Une fois de plus Dominique de Villepin est le passeur du peintre en un album qui est une somme magnifique, sondant et exposant toutes les étapes de la création torrentielle de Zao Wou-Ki. Comme tout jeune peintre, il commence par des portraits, des paysages, des bouquets, des arbres. Rien de très original en ce travail figuratif. La peinture traditionnelle étudiée dans l’Empire du milieu est bouleversée, à l’occasion de son arrivée en Europe, par la découverte de Matisse, des villes d’Italie. Mais la rencontre de l’œuvre de Paul Klee, sensible à partir de 1951, l’initie à un nouveau monde pictural : le graphisme symbolique trotte sur la toile. Il ne s’agit cependant pas pour lui de rester un « sous-Klee ». En effet les signes arbustifs (dans « Paysage vert ») font le lien entre les prémices de l’abstraction occidentale et la calligraphie orientale. S’il travaille à Paris à partir de 1948, son origine chinoise se rappelle à lui grâce à des « fantômes d’idéogrammes », en un merveilleux syncrétisme.
Bientôt, dès 1955, le voici déployant son style propre : de vastes nappes colorées où reposent et dansent des signes qui n’en sont à peine, atteignant une assomption de l’abstraction lyrique, au-delà des peintres français d’alors, de Georges Mathieu à Pierre Soulages, en passant par Hans Hartung. Dès lors, cependant, ses toiles tumultueuses « sont des paysages », affirme Dominique de Villlepin. Reste à deviner, parmi ces épanchements d’émotion, ces calligraphies de la sensibilité, ces calmes explosifs, ces saveurs orchestrales, ces synesthésies de l’âme, des paysages marins et terrestres étoilés, mais absolument et secrètement allusifs, rarement titrés autrement que par une date, ou offerts en hommage à Henri Matisse, René Char ou Henri Michaux.

*Enregistrements d'annotation par coordonnées*

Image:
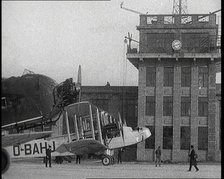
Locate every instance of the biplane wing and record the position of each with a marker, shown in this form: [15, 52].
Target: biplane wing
[12, 139]
[83, 146]
[23, 123]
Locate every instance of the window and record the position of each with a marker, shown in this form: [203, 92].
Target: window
[167, 137]
[202, 138]
[168, 76]
[185, 137]
[185, 106]
[202, 106]
[186, 19]
[168, 20]
[4, 104]
[203, 19]
[203, 77]
[167, 106]
[150, 142]
[101, 103]
[152, 20]
[150, 76]
[185, 76]
[150, 106]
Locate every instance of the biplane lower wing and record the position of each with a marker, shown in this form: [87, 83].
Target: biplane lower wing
[81, 147]
[13, 139]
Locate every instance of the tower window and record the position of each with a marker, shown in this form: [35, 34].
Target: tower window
[202, 138]
[185, 137]
[168, 76]
[185, 76]
[167, 106]
[185, 106]
[150, 142]
[203, 77]
[150, 106]
[167, 137]
[202, 106]
[150, 76]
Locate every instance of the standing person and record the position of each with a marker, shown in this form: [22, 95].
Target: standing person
[158, 156]
[78, 158]
[193, 160]
[48, 156]
[119, 158]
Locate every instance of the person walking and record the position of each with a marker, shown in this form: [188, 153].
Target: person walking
[78, 158]
[48, 156]
[193, 160]
[119, 158]
[158, 156]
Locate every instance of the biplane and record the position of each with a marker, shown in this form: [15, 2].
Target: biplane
[30, 102]
[96, 131]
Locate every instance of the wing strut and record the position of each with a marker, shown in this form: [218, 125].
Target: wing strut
[67, 125]
[76, 128]
[91, 121]
[99, 126]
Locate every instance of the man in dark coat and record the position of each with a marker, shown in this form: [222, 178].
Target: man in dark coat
[119, 158]
[193, 157]
[158, 156]
[78, 158]
[48, 156]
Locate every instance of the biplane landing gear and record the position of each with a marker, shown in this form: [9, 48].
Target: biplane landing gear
[107, 160]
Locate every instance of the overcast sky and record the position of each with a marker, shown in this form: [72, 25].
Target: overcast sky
[54, 37]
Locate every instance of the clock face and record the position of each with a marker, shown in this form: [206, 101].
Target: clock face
[176, 44]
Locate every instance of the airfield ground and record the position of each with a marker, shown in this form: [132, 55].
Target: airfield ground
[94, 169]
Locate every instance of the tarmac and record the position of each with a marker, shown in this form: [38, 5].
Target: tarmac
[35, 169]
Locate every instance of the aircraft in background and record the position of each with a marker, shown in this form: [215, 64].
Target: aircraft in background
[33, 102]
[78, 127]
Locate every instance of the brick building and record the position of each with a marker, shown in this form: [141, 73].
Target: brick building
[176, 60]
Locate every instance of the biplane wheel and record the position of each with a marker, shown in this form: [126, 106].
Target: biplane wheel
[106, 160]
[112, 159]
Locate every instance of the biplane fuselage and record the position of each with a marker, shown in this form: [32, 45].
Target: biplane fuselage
[97, 131]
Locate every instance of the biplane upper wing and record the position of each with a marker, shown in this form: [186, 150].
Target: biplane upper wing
[13, 139]
[23, 123]
[83, 146]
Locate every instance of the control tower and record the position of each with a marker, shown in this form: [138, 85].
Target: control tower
[176, 59]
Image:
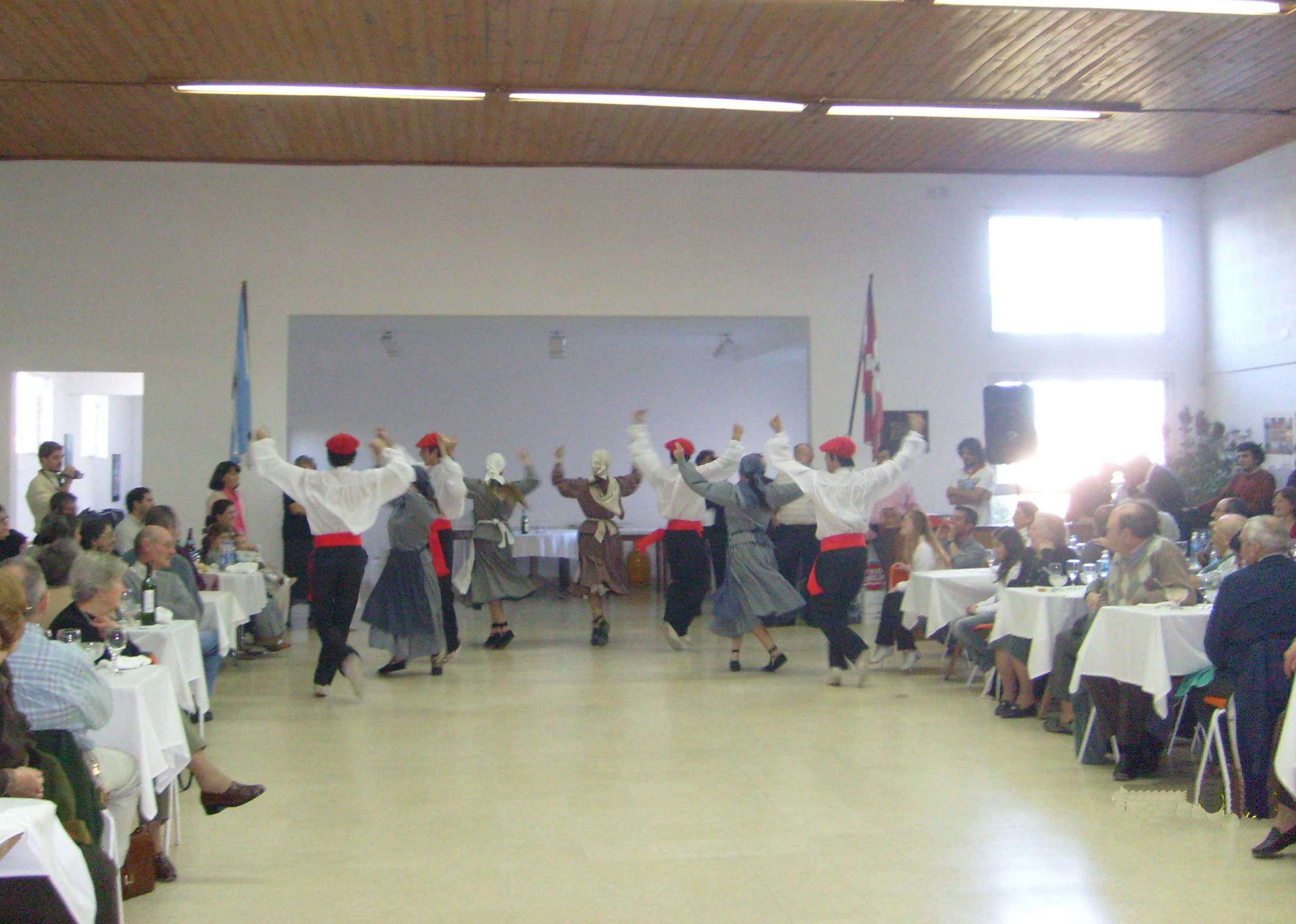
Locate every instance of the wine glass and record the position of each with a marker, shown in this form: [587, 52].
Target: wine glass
[116, 642]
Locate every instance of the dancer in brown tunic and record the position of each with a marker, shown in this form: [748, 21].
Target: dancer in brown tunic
[603, 563]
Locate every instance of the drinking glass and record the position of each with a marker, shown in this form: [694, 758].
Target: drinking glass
[116, 642]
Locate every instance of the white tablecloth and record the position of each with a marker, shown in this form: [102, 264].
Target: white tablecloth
[1145, 646]
[44, 849]
[178, 650]
[223, 613]
[147, 726]
[1037, 613]
[944, 597]
[248, 589]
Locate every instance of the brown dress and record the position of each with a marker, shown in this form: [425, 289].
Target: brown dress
[603, 560]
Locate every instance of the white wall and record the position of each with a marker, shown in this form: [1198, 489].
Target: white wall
[137, 266]
[492, 381]
[1250, 223]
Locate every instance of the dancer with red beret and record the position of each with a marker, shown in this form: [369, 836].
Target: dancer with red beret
[340, 504]
[682, 510]
[843, 499]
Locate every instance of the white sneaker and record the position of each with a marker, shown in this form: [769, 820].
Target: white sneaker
[351, 672]
[672, 637]
[882, 654]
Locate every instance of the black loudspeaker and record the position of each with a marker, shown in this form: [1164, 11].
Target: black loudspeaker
[1010, 423]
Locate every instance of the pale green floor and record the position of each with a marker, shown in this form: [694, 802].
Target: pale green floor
[557, 783]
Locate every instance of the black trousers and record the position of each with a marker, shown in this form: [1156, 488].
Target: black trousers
[690, 578]
[450, 621]
[336, 576]
[795, 550]
[840, 575]
[891, 630]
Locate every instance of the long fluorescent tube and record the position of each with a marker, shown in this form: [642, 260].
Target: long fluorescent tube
[1225, 7]
[966, 112]
[320, 90]
[651, 100]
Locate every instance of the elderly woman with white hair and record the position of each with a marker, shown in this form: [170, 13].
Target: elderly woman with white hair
[488, 576]
[603, 560]
[97, 586]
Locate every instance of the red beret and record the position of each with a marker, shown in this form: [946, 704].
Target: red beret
[343, 444]
[843, 448]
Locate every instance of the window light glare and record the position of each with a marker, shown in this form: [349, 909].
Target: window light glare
[1221, 7]
[653, 100]
[324, 90]
[967, 112]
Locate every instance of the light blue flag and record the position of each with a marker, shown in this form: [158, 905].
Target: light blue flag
[240, 428]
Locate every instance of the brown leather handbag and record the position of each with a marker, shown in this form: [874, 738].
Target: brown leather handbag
[138, 868]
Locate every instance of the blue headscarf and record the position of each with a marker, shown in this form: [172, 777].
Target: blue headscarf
[752, 480]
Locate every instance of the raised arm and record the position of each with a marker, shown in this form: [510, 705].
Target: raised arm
[718, 493]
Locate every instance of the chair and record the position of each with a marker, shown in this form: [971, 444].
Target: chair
[1223, 710]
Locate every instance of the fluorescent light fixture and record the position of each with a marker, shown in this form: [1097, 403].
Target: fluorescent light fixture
[1225, 7]
[967, 112]
[322, 90]
[653, 100]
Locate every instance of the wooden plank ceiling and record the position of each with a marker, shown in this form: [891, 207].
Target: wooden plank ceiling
[90, 80]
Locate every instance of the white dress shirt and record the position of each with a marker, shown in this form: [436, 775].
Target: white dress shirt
[339, 501]
[844, 499]
[677, 501]
[447, 484]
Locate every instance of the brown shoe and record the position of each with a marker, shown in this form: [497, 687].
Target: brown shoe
[238, 793]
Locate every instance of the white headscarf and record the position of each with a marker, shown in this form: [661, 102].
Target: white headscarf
[495, 468]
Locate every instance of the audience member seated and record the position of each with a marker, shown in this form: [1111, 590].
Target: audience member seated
[56, 563]
[12, 542]
[1023, 516]
[1143, 567]
[97, 590]
[921, 551]
[955, 535]
[1089, 494]
[29, 773]
[97, 535]
[1252, 485]
[973, 485]
[1251, 625]
[1017, 568]
[154, 549]
[139, 502]
[1146, 568]
[1285, 508]
[59, 690]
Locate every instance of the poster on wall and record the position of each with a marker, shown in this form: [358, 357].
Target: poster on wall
[896, 425]
[1280, 434]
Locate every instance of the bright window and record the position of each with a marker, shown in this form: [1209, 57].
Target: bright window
[1084, 424]
[95, 425]
[1097, 275]
[33, 411]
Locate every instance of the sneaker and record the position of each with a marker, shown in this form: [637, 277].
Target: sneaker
[351, 672]
[882, 654]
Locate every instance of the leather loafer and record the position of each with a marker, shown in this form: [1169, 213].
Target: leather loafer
[238, 793]
[1276, 843]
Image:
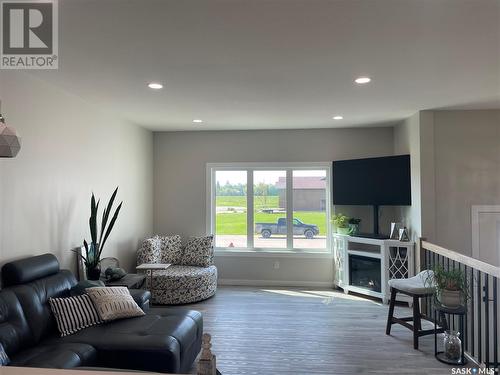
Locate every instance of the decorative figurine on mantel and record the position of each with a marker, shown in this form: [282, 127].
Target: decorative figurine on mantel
[403, 235]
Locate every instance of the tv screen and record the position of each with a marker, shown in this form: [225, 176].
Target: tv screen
[381, 181]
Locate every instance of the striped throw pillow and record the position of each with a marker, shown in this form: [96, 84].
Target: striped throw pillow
[114, 303]
[74, 314]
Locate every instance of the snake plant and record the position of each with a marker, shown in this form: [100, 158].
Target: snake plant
[93, 250]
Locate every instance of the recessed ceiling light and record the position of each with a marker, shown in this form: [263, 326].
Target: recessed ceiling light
[362, 80]
[155, 85]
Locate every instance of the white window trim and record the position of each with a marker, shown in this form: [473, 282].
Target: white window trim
[210, 216]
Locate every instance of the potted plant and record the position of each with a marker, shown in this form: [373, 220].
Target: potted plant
[354, 225]
[341, 223]
[452, 287]
[93, 250]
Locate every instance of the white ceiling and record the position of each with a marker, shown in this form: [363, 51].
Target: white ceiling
[271, 64]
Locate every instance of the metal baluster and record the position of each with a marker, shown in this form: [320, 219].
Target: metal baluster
[465, 333]
[472, 321]
[479, 315]
[495, 321]
[486, 300]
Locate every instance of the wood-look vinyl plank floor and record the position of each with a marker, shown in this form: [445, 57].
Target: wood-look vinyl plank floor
[278, 331]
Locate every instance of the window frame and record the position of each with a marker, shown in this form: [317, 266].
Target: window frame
[211, 169]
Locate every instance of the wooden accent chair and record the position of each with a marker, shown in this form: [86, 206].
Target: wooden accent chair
[419, 286]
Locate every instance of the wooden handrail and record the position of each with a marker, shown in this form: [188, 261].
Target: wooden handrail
[463, 259]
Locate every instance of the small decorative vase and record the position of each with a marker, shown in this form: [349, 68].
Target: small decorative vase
[343, 230]
[452, 346]
[94, 273]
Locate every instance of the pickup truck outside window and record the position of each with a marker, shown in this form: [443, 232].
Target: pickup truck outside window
[250, 207]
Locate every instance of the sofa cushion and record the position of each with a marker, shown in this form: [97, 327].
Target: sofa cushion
[141, 297]
[81, 287]
[198, 251]
[56, 355]
[34, 298]
[163, 340]
[74, 314]
[29, 269]
[171, 249]
[4, 358]
[14, 330]
[114, 303]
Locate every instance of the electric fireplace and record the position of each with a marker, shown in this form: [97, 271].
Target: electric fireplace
[364, 272]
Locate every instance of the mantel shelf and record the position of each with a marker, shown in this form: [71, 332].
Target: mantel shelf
[396, 261]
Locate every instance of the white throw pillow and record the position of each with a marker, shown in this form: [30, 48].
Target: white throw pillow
[114, 303]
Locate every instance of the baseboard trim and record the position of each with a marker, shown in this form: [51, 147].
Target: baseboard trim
[261, 283]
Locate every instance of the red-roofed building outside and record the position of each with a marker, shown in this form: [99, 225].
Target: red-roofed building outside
[309, 193]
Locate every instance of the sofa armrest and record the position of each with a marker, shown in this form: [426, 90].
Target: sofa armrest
[141, 297]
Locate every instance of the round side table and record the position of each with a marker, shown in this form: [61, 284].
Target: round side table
[440, 310]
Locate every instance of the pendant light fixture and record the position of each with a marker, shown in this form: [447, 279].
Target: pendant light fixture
[10, 143]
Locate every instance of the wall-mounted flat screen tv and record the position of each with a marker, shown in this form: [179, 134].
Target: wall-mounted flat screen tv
[383, 181]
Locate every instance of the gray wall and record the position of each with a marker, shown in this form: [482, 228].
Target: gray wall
[455, 165]
[180, 185]
[407, 141]
[467, 170]
[70, 148]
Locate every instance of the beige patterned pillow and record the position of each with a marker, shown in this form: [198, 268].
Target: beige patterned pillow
[114, 303]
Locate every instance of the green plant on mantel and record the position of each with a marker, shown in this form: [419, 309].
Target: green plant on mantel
[354, 221]
[452, 286]
[94, 250]
[340, 220]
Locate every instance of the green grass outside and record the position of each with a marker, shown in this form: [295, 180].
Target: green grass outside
[236, 223]
[239, 201]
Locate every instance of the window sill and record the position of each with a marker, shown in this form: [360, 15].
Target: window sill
[273, 253]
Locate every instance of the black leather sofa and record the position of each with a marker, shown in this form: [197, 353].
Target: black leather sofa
[164, 340]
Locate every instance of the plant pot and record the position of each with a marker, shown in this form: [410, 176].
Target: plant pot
[94, 273]
[343, 230]
[451, 298]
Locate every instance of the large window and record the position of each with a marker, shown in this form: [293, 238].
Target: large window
[269, 206]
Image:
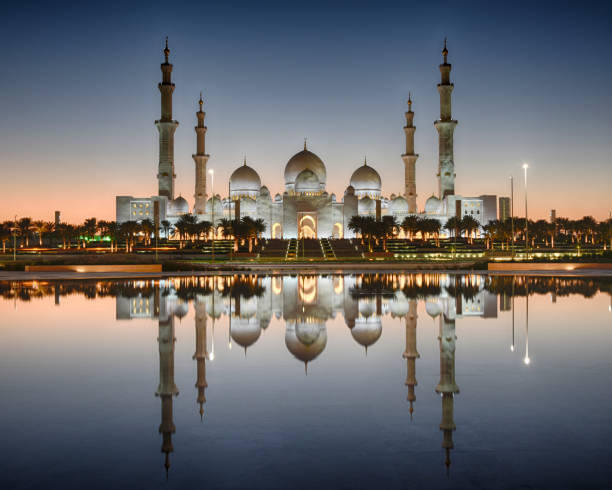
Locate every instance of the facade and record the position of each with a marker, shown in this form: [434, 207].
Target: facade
[504, 208]
[305, 209]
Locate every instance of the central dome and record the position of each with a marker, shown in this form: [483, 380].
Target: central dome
[244, 181]
[304, 160]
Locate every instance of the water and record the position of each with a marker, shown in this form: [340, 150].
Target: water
[322, 382]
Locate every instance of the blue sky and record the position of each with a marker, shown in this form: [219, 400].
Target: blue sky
[79, 97]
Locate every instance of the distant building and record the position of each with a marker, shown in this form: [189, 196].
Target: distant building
[504, 208]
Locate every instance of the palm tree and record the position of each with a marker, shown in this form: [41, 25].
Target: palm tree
[148, 227]
[471, 226]
[129, 230]
[410, 225]
[40, 227]
[167, 227]
[453, 225]
[5, 233]
[25, 228]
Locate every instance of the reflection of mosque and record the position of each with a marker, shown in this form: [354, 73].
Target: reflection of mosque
[306, 302]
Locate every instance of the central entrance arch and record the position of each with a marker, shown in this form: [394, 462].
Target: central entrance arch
[307, 225]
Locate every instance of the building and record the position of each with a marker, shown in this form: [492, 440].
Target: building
[504, 208]
[305, 208]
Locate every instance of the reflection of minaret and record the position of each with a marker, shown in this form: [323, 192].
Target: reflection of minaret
[200, 353]
[166, 389]
[410, 159]
[447, 386]
[411, 354]
[166, 127]
[446, 127]
[200, 159]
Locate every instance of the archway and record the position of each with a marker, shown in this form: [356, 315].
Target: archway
[277, 230]
[307, 226]
[338, 231]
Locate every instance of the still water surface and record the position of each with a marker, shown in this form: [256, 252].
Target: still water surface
[355, 381]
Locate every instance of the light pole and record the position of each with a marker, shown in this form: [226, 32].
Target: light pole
[512, 212]
[525, 167]
[212, 190]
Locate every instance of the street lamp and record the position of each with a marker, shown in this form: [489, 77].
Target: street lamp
[212, 190]
[525, 167]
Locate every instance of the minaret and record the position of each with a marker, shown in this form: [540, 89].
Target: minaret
[410, 159]
[447, 386]
[445, 126]
[411, 354]
[167, 388]
[200, 159]
[200, 353]
[166, 127]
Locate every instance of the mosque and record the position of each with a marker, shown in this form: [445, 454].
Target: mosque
[306, 303]
[305, 209]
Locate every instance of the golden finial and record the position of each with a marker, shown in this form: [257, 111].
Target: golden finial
[166, 50]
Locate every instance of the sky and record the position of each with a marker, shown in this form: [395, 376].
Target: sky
[79, 97]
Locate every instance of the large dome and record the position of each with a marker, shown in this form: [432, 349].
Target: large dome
[304, 160]
[244, 181]
[366, 181]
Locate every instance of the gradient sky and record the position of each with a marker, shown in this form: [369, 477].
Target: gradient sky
[79, 97]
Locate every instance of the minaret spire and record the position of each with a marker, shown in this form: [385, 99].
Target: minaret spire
[410, 159]
[200, 159]
[411, 354]
[446, 127]
[166, 127]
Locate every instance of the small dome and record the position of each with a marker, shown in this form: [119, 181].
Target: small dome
[366, 181]
[218, 206]
[307, 181]
[399, 205]
[304, 160]
[432, 205]
[306, 339]
[350, 191]
[244, 181]
[367, 330]
[365, 205]
[245, 331]
[178, 206]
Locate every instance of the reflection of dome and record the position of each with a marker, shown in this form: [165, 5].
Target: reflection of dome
[367, 330]
[218, 205]
[365, 205]
[304, 160]
[306, 339]
[366, 181]
[244, 181]
[307, 181]
[245, 331]
[433, 308]
[432, 205]
[399, 205]
[178, 206]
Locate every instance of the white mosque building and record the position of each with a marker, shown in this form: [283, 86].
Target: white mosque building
[305, 209]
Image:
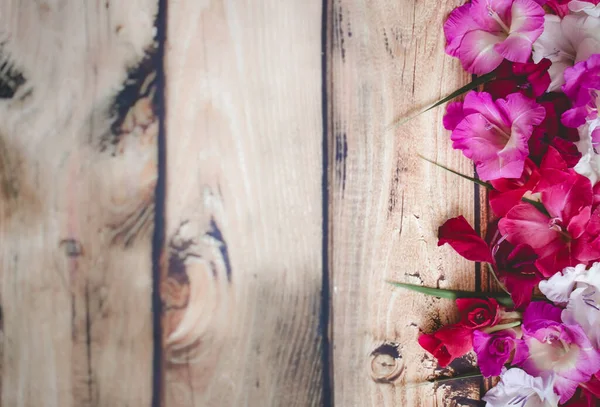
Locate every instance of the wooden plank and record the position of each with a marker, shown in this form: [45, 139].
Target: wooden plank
[242, 269]
[387, 59]
[77, 176]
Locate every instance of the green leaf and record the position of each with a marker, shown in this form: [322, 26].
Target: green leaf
[472, 179]
[457, 377]
[502, 298]
[470, 86]
[493, 273]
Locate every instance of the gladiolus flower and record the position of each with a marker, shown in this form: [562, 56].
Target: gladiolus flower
[517, 388]
[565, 42]
[555, 347]
[494, 134]
[495, 350]
[484, 32]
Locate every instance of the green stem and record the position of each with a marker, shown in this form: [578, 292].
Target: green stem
[502, 298]
[446, 379]
[472, 179]
[470, 86]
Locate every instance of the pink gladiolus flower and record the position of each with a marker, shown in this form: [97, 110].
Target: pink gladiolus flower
[494, 350]
[484, 32]
[582, 86]
[494, 134]
[557, 348]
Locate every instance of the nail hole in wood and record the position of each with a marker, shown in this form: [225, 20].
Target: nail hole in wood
[386, 363]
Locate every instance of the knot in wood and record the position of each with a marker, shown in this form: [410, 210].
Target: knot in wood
[386, 363]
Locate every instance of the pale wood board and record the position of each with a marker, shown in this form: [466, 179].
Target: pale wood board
[76, 203]
[387, 60]
[243, 257]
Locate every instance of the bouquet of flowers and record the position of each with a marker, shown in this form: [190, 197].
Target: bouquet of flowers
[532, 133]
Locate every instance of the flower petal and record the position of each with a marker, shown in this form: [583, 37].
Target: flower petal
[477, 53]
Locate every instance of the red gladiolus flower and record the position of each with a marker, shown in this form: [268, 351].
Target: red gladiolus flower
[508, 192]
[563, 237]
[552, 133]
[530, 79]
[447, 343]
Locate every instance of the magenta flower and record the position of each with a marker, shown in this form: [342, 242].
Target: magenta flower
[484, 32]
[582, 86]
[494, 350]
[494, 134]
[557, 348]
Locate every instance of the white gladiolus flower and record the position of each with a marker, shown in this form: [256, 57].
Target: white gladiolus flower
[580, 289]
[566, 42]
[517, 388]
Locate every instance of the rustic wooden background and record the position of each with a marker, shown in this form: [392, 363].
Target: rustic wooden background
[201, 201]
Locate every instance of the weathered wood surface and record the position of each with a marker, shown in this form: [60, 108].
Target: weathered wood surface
[386, 59]
[77, 175]
[242, 265]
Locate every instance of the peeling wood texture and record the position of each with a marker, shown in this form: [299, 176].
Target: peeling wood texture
[258, 277]
[242, 271]
[387, 59]
[76, 216]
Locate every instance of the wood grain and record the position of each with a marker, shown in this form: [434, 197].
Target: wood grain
[77, 176]
[242, 267]
[387, 59]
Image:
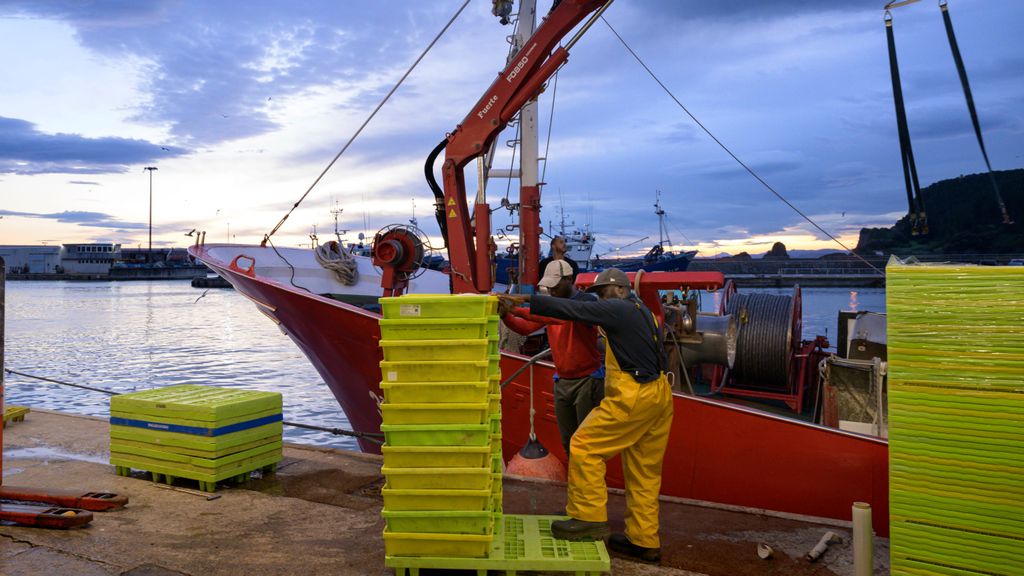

*CONSIGNE*
Reproduisez à l'identique le passage du texte sur Zao Wou-Ki qui commence aux mots « Bientôt, dès 1955, le » et s'arrête après « ou Henri Michaux. ».

*RÉPONSE*
Bientôt, dès 1955, le voici déployant son style propre : de vastes nappes colorées où reposent et dansent des signes qui n’en sont à peine, atteignant une assomption de l’abstraction lyrique, au-delà des peintres français d’alors, de Georges Mathieu à Pierre Soulages, en passant par Hans Hartung. Dès lors, cependant, ses toiles tumultueuses « sont des paysages », affirme Dominique de Villlepin. Reste à deviner, parmi ces épanchements d’émotion, ces calligraphies de la sensibilité, ces calmes explosifs, ces saveurs orchestrales, ces synesthésies de l’âme, des paysages marins et terrestres étoilés, mais absolument et secrètement allusifs, rarement titrés autrement que par une date, ou offerts en hommage à Henri Matisse, René Char ou Henri Michaux.